Por um Exército da Democracia: o Brasil que ainda precisa se libertar dos quartéis

 

Confesso que ver generais sendo condenados e presos por envolvimento numa trama golpista me despertou um sentimento ambíguo: um certo alívio histórico, mas também uma profunda inquietação. Alívio porque, pela primeira vez, a farda não foi sinônimo de impunidade. Inquietação porque isso revela o quanto ainda estamos distantes de uma relação madura e democrática entre civis e militares no Brasil.

Durante décadas, as Forças Armadas brasileiras se viram como tutoras da nação — e não como suas servidoras. Herdaram da ditadura não apenas o autoritarismo, mas a convicção de que podem intervir sempre que o país “sai do rumo”. Mas quem define esse rumo? A Constituição é clara: o poder emana do povo, e não de quartéis.

É impressionante que, mais de 30 anos depois da redemocratização, ainda não tenhamos ouvido um pedido de desculpas pelos crimes da ditadura. Nenhuma autocrítica, nenhum reconhecimento público das torturas, assassinatos, exílios e censuras cometidas em nome de uma suposta “ordem”. E é justamente essa ausência de memória e responsabilidade que explica parte do que vemos hoje: oficiais nostálgicos de 1964, formados em academias que ainda cultuam o mito do “salvador da pátria”.

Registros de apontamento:
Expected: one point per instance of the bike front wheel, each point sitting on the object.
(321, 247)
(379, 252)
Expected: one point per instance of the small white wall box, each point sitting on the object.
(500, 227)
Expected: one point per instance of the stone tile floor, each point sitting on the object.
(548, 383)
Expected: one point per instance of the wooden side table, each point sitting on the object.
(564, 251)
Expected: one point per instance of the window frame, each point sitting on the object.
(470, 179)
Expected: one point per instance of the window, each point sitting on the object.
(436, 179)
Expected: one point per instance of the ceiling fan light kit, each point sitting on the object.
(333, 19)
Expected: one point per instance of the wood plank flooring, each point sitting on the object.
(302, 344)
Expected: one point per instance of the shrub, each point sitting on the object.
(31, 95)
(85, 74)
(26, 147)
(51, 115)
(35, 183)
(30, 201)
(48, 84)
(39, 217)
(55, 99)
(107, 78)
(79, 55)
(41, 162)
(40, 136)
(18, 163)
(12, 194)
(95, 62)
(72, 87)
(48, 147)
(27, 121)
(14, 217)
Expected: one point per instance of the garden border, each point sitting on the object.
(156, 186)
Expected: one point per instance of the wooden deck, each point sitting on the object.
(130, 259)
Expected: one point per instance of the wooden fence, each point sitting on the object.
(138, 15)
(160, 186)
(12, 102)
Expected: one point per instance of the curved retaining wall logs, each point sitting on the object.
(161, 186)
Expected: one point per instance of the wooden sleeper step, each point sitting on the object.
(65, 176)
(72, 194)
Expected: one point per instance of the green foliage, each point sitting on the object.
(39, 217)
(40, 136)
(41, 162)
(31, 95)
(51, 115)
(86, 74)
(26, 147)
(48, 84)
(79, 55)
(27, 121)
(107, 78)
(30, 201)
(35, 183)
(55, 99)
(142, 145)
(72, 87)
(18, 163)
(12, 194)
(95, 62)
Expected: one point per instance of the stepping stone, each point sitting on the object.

A tarefa. No texto sobre as Forças Armadas, de onde emana o poder, segundo a Constituição? Os registros constituem material independente do texto.

Resposta final. O poder emana do povo, e não de quartéis.